→ Work instruction 1
According to the text on early heart attack warning signs in women, what was the average age of the women studied?
→ Work instruction 2
Continue the text on early heart attack warning signs in women from its last sentence.

→ Text block
These advance symptoms could be used to help prevent an attack if medical attention is sought and received, according to scientists who studied more than 500 American women.

They said symptoms such as fatigue and sleep disturbance were more common than more obviously alarming experiences such as chest pain and trouble breathing.

Jean McSweeney, the lead researcher, said: "Since women reported experiencing early warning signs more than a month prior to the heart attack, this could allow time to treat these symptoms and to possibly delay or prevent the heart attack."

A total of 515 women - with an average age of 66 - who had been diagnosed with a heart attack were asked about their symptoms before their attack. They were also asked about other health problems and risk factors, such as smoking and being overweight.

A total of 95 per cent of the women said they had new or different symptoms more than a month before their heart attack and that the symptoms stopped after the heart attack. This led them to believe they were linked.

The most common early symptom was unusual fatigue (70 per cent), followed by sleep disturbance (48 per cent), shortness of breath (42 per cent), indigestion (39 per cent) and anxiety (35per cent).

→ Data provided
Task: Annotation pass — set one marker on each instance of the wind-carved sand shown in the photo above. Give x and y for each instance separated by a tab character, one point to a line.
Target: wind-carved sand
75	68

→ Your response 1
66

→ Your response 2
Only 30 per cent said they had chest discomfort before their attack.

"Women need to be educated that the appearance of new symptoms may be associated with heart disease and that they need to seek medical care to determine the cause of the symptoms, especially if they have known cardiovascular risks," Dr McSweeney said.

She said that many women had either ignored the symptoms before their heart attack or the signs were misdiagnosed by doctors.

Dr McSweeney said health professionals needed to be aware of the symptoms which, in conjunction with other risk factors, may help find those women who should have cardiovascular diagnostic tests which could help stop an attack.

The results of the study are reported in Circulation: Journal of the American Heart Association.